# Source data:

---

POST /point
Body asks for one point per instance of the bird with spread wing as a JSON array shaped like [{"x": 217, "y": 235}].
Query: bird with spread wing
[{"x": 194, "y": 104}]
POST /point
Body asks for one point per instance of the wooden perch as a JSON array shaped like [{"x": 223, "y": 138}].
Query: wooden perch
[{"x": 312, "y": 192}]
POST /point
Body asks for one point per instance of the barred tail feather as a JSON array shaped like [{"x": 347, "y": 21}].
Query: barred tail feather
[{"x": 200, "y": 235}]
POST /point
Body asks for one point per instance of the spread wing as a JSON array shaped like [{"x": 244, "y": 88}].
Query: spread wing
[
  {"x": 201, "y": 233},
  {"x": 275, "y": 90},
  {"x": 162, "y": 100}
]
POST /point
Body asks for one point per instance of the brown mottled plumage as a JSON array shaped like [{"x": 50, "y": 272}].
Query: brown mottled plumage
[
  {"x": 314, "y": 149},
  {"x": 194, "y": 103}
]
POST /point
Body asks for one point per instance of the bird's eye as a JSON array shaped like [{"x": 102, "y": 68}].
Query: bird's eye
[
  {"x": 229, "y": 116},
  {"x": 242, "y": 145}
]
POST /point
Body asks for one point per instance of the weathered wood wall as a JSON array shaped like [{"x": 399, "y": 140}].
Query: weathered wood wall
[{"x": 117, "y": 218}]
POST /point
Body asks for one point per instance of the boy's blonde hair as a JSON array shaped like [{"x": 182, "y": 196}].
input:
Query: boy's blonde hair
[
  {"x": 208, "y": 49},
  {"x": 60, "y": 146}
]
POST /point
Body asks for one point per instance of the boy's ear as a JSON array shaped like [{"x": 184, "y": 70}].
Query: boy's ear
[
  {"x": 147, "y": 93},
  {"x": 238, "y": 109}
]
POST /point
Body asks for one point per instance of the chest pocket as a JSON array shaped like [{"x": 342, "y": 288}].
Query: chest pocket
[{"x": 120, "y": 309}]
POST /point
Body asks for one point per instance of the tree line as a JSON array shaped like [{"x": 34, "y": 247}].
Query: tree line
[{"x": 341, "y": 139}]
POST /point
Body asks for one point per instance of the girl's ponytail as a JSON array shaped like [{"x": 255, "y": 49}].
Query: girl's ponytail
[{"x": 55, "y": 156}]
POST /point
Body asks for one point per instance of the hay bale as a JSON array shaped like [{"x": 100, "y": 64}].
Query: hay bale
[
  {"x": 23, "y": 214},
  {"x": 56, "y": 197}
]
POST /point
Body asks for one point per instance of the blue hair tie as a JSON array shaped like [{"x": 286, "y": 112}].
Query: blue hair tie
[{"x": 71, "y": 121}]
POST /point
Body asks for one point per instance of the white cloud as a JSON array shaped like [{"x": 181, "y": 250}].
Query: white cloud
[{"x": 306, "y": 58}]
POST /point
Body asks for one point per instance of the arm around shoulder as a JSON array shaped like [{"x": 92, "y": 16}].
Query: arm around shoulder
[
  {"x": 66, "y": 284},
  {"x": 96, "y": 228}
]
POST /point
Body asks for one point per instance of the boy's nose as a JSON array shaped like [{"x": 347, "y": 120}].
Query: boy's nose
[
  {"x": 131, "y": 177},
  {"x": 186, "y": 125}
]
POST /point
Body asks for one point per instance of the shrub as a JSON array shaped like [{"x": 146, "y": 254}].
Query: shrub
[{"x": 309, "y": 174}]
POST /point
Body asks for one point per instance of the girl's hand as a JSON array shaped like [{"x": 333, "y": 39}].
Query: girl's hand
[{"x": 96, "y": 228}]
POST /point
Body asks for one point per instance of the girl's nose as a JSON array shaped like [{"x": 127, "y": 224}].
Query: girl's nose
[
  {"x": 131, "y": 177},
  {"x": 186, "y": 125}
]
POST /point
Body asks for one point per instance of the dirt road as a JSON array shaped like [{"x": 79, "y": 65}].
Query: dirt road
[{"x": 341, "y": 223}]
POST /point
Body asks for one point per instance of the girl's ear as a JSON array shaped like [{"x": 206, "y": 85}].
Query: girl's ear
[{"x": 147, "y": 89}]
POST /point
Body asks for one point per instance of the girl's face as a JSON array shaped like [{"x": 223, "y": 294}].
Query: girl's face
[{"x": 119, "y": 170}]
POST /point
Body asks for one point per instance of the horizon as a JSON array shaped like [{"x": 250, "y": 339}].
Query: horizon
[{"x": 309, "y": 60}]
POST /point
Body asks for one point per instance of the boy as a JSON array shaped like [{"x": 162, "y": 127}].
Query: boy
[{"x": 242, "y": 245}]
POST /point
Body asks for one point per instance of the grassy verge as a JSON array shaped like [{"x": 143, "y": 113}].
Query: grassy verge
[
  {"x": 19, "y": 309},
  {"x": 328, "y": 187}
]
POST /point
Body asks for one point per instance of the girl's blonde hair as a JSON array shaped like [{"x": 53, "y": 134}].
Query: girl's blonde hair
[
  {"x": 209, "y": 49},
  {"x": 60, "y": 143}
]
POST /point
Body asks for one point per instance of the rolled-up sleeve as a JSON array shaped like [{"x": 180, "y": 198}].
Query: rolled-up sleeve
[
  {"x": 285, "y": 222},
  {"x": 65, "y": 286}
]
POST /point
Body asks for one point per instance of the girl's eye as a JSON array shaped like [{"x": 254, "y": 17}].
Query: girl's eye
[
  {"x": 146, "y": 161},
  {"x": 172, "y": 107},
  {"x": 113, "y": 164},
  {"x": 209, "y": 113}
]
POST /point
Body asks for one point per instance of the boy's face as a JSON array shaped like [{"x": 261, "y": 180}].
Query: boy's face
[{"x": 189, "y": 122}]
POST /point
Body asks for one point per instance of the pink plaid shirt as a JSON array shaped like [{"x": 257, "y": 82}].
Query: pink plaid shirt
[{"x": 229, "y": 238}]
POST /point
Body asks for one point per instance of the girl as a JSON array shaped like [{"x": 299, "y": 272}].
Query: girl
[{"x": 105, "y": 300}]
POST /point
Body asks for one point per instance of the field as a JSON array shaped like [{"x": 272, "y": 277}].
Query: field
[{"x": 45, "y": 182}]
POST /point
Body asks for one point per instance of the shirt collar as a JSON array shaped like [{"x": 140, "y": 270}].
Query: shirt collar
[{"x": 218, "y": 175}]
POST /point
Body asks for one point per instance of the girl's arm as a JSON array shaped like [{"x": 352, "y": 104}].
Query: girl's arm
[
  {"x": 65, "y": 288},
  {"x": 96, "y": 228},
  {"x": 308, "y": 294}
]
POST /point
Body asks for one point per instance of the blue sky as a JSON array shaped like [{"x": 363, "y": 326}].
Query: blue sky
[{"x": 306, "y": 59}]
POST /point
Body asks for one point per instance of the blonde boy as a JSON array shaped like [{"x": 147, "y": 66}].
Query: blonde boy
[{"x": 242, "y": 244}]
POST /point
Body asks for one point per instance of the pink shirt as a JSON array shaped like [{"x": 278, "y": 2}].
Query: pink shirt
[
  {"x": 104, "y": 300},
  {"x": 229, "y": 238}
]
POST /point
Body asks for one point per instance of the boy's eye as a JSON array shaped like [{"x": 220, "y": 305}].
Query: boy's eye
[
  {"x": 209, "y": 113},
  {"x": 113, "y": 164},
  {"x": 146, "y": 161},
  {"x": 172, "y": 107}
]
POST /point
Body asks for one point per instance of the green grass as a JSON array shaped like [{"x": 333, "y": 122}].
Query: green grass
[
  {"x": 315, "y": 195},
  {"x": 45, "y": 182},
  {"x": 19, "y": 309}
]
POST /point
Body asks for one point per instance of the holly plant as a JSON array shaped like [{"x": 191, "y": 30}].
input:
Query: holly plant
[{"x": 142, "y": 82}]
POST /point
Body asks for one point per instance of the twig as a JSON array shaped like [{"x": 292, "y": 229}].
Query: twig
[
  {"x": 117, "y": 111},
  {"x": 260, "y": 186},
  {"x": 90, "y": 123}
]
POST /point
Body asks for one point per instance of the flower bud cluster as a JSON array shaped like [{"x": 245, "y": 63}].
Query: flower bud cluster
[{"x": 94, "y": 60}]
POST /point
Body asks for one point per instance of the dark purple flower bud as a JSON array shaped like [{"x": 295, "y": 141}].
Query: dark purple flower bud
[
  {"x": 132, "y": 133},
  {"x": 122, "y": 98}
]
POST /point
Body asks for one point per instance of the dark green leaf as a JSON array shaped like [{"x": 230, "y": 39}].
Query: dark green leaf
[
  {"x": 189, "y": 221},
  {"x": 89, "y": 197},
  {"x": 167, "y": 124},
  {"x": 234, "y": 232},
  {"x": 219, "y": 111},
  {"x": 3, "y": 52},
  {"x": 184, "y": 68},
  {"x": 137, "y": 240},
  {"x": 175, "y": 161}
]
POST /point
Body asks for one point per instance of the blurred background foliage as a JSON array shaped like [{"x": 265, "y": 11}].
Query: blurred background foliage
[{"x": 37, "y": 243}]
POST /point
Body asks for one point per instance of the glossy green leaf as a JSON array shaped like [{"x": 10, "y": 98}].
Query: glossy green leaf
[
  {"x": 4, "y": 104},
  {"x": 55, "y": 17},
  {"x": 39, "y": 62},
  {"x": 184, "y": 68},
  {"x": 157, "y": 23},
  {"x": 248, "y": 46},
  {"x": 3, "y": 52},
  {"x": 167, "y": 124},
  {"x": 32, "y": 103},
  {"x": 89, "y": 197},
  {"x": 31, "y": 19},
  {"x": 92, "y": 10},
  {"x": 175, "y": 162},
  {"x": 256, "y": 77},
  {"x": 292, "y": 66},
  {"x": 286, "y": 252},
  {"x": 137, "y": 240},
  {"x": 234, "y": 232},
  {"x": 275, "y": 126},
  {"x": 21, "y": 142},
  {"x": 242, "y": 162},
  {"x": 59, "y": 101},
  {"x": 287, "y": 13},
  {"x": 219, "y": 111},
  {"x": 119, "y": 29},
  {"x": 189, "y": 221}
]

---

# Work order:
When the line containing "Body asks for one point per instance of the glossy" is found in the records above, restate it and every later line word for word through the last one, and nothing more.

# Exercise answer:
Body asks for one point per instance of the glossy green leaf as a JSON array shaped like [{"x": 10, "y": 98}].
Query: glossy green leaf
[
  {"x": 4, "y": 104},
  {"x": 55, "y": 17},
  {"x": 39, "y": 62},
  {"x": 184, "y": 68},
  {"x": 157, "y": 23},
  {"x": 248, "y": 46},
  {"x": 3, "y": 52},
  {"x": 167, "y": 124},
  {"x": 32, "y": 103},
  {"x": 89, "y": 197},
  {"x": 31, "y": 19},
  {"x": 92, "y": 10},
  {"x": 175, "y": 162},
  {"x": 256, "y": 77},
  {"x": 292, "y": 66},
  {"x": 286, "y": 252},
  {"x": 137, "y": 240},
  {"x": 234, "y": 232},
  {"x": 275, "y": 126},
  {"x": 21, "y": 142},
  {"x": 242, "y": 162},
  {"x": 59, "y": 101},
  {"x": 287, "y": 13},
  {"x": 219, "y": 111},
  {"x": 119, "y": 29},
  {"x": 189, "y": 221}
]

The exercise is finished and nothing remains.